>> Begin Data provided

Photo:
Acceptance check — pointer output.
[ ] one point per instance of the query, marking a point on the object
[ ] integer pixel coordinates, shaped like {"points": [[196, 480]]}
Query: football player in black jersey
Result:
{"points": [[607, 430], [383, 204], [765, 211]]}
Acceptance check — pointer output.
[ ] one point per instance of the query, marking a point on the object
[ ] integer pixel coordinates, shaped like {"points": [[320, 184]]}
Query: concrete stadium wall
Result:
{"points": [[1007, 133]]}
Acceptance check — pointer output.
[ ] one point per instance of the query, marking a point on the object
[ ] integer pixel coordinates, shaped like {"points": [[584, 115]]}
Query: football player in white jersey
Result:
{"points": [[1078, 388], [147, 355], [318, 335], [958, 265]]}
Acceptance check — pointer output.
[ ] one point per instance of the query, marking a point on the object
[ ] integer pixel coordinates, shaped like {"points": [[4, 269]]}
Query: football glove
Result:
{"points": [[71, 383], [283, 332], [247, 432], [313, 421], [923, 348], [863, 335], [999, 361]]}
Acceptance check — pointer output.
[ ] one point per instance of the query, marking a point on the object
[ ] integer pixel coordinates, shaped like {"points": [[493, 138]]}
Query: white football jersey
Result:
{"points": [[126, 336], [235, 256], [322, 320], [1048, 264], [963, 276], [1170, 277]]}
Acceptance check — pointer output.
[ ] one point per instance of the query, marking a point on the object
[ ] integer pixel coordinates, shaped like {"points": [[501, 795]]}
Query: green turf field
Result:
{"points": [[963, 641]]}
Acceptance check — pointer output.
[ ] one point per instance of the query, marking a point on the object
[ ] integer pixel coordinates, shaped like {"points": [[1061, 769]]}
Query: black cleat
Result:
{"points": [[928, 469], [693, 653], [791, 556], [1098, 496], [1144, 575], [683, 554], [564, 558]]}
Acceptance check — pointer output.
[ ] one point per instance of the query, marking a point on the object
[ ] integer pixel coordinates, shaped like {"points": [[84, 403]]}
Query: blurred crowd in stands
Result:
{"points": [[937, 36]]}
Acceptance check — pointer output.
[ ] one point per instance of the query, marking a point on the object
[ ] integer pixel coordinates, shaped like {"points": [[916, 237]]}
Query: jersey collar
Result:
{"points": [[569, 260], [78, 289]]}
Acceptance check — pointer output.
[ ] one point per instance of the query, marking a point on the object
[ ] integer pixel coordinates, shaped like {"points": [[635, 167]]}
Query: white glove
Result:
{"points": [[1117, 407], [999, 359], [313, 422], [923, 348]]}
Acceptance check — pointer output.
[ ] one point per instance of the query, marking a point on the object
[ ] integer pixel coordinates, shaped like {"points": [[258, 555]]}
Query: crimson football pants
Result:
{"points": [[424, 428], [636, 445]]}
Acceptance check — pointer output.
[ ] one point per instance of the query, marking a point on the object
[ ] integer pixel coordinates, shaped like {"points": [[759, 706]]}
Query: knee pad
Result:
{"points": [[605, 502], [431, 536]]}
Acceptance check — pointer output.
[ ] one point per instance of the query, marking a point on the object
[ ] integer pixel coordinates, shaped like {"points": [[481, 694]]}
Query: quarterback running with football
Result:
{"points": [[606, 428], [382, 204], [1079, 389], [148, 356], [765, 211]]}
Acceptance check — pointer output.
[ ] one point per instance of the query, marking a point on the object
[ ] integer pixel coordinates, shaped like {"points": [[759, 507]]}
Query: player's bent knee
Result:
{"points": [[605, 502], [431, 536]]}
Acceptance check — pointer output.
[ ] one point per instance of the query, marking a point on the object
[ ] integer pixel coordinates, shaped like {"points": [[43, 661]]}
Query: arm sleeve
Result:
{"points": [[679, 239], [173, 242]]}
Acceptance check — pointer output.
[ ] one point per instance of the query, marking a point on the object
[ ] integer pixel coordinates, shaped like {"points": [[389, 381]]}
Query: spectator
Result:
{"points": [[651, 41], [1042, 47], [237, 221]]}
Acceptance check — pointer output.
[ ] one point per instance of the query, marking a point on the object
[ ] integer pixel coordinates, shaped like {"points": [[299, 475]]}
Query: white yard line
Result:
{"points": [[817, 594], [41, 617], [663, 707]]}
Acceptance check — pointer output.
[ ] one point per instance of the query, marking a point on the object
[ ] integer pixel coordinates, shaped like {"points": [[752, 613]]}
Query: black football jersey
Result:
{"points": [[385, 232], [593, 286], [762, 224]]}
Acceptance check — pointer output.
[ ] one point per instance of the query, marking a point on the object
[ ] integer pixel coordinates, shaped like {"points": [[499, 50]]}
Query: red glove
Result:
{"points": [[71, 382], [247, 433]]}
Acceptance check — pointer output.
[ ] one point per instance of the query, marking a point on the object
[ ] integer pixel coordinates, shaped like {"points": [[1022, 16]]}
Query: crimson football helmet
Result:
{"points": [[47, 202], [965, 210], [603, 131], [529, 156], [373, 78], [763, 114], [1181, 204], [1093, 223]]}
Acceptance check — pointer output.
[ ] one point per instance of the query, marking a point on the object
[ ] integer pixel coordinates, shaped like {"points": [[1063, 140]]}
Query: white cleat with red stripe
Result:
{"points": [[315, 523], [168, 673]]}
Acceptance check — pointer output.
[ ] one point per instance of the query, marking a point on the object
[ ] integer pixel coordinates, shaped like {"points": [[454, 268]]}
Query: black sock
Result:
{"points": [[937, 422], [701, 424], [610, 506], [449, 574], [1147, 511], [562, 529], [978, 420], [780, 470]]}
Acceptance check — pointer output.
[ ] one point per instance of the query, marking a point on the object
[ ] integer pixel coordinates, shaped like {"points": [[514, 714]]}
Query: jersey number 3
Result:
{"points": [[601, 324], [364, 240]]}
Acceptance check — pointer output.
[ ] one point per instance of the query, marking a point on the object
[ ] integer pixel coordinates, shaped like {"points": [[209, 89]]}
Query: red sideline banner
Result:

>> End Data provided

- [Task description] Output all of the data above without any alteration.

- [Response]
Photo:
Acceptance check — pointer output.
[ ] one point per instance of the query, marking a point on the object
[ ] integer pixel coordinates, shaped like {"points": [[196, 480]]}
Query: football player in black jersey
Result:
{"points": [[607, 430], [383, 204], [765, 211]]}
Acceptance check — pointer output.
[ ] one point per instance of the query, marking a point on the object
[ ] integer pixel coordinates, shaped like {"points": [[320, 184]]}
Query: concrete stadium wall
Result:
{"points": [[1007, 133]]}
Acceptance check — pointer output.
[ ] one point per instance of the query, marking a point on the object
[ ] integer pixel coordinates, shaped like {"points": [[584, 115]]}
Query: football player in white jersey
Result:
{"points": [[1078, 388], [147, 355], [318, 335], [958, 265]]}
Acceptance check — pointer output.
[ ] one point per instance of the query, marking a point on the object
[ ] integer pixel coordinates, shaped like {"points": [[4, 269]]}
Query: football glove
Result:
{"points": [[71, 383], [283, 332], [247, 432], [313, 421], [923, 348], [863, 335], [999, 361]]}
Acceptance check — pointer output.
[ ] one point per instance of the query, marking a point on the object
[ ] integer pixel coordinates, shaped like {"points": [[493, 138]]}
Query: white football jersey
Result:
{"points": [[126, 336], [235, 256], [322, 320], [1048, 264], [963, 276], [1170, 277]]}
Acceptance check — pointer output.
[ ] one point per instance of the query, marking a point on the object
[ ] integer pixel coordinates, shaped like {"points": [[501, 795]]}
Query: green turf field
Result:
{"points": [[963, 641]]}
Acceptance check — pointer output.
[ ] one point per instance of the query, marking a point on the object
[ ] integer pixel coordinates, shaped like {"points": [[1061, 769]]}
Query: black cleat
Result:
{"points": [[928, 469], [693, 653], [791, 556], [1098, 496], [1144, 575], [683, 554], [564, 558]]}
Acceptance check — pointer output.
[ ] one point per instance of the query, marking a point on the object
[ ] integer pixel coordinates, shaped like {"points": [[84, 403]]}
Query: blurred crowd in stands
Result:
{"points": [[937, 36]]}
Acceptance check — pointer output.
[ ] one point per instance of the query, marking a point on the object
[ ] integer pixel coordinates, shaped like {"points": [[916, 237]]}
Query: jersey collar
Result:
{"points": [[569, 260], [78, 289]]}
Acceptance check — pointer output.
[ ] one point per instance of the query, marking a point on the object
[ ] integer pixel coordinates, shaped like {"points": [[635, 167]]}
Query: white glove
Result:
{"points": [[1117, 407], [999, 359], [313, 422], [923, 348]]}
Acceptance check — pointer output.
[ ] one point per instance of the query, marking a point on the object
[ ] integer pixel coordinates, shaped like {"points": [[258, 555]]}
Query: crimson football pants
Result:
{"points": [[424, 428], [636, 445]]}
Acceptance check — pointer output.
[ ] one point per instance of the query, marking a point on the object
[ ] integer pixel coordinates, shaped like {"points": [[759, 706]]}
Query: knee pad
Result:
{"points": [[605, 502], [431, 536]]}
Acceptance check — pointer output.
[ ] one point per instance of the query, marking a point on the object
[ ] integer pixel coordinates, shaped like {"points": [[481, 694]]}
Query: quarterback running with football
Result:
{"points": [[606, 428], [382, 204], [1079, 389], [148, 356], [765, 211]]}
Acceptance check — pointer output.
[ ] one point per instance of the query, marking a point on the object
[ ] integer pixel coordinates, shaped like {"points": [[759, 507]]}
Query: player's bent knee
Result:
{"points": [[605, 502], [431, 536]]}
Acceptance check — pointer output.
[ ] one point per instance of the query, marking a point on the object
[ ] integer pixel coordinates, shaped like {"points": [[43, 661]]}
Query: arm sleeve
Result:
{"points": [[679, 239], [173, 242]]}
Acceptance check — pointer output.
[ ] one point per instance of the query, marking a point on the object
[ ] integer pixel coordinates, shaped like {"points": [[389, 381]]}
Query: spectator
Result:
{"points": [[651, 41], [1042, 47], [237, 221]]}
Acceptance check — pointer output.
[ ] one point per instance of the query, marking a point on the object
[ ] integer pixel coordinates, shaped like {"points": [[299, 475]]}
Query: white yard line
Result:
{"points": [[817, 594], [41, 617], [663, 707]]}
Acceptance check — pointer output.
[ ] one point per instance of the query, marking a point on the object
[ ] integer pixel coordinates, shaped like {"points": [[752, 613]]}
Query: black football jersey
Result:
{"points": [[385, 232], [593, 286], [762, 224]]}
Acceptance check — pointer output.
[ ] one point per instance of the query, marking a point on the object
[ ] integer pixel coordinates, shaped like {"points": [[499, 50]]}
Query: red glove
Result:
{"points": [[71, 382], [247, 433]]}
Acceptance check — pointer output.
[ ] one point per instance of the query, marking a point on the object
[ ] integer pixel coordinates, shaped like {"points": [[1022, 16]]}
Query: crimson football helmet
Result:
{"points": [[47, 202], [965, 210], [603, 131], [529, 156], [373, 78], [763, 114], [1181, 204], [1093, 223]]}
Acceptance check — pointer output.
[ ] one point per instance of the query, marking a point on the object
[ ] integer pixel coordinates, shaped like {"points": [[1063, 140]]}
Query: white cleat with red stripe
Result:
{"points": [[315, 523], [168, 673]]}
Acceptance check — pointer output.
[ ] one point per instance of the query, marking a point on the object
[ ] integer pixel coordinates, shaped like {"points": [[454, 268]]}
Query: black sock
Result:
{"points": [[937, 422], [701, 424], [610, 506], [449, 574], [1147, 511], [562, 529], [978, 420], [780, 470]]}
Acceptance check — pointer output.
[ ] one point per instance of the query, marking a point on the object
[ ] integer pixel coordinates, shaped like {"points": [[514, 714]]}
Query: jersey number 3
Result:
{"points": [[601, 324], [364, 240]]}
Acceptance check — pointer output.
[ ] one point per instance of the query, marking a point on the object
[ ] integer pixel coordinates, shaped like {"points": [[209, 89]]}
Query: red sideline banner
Result:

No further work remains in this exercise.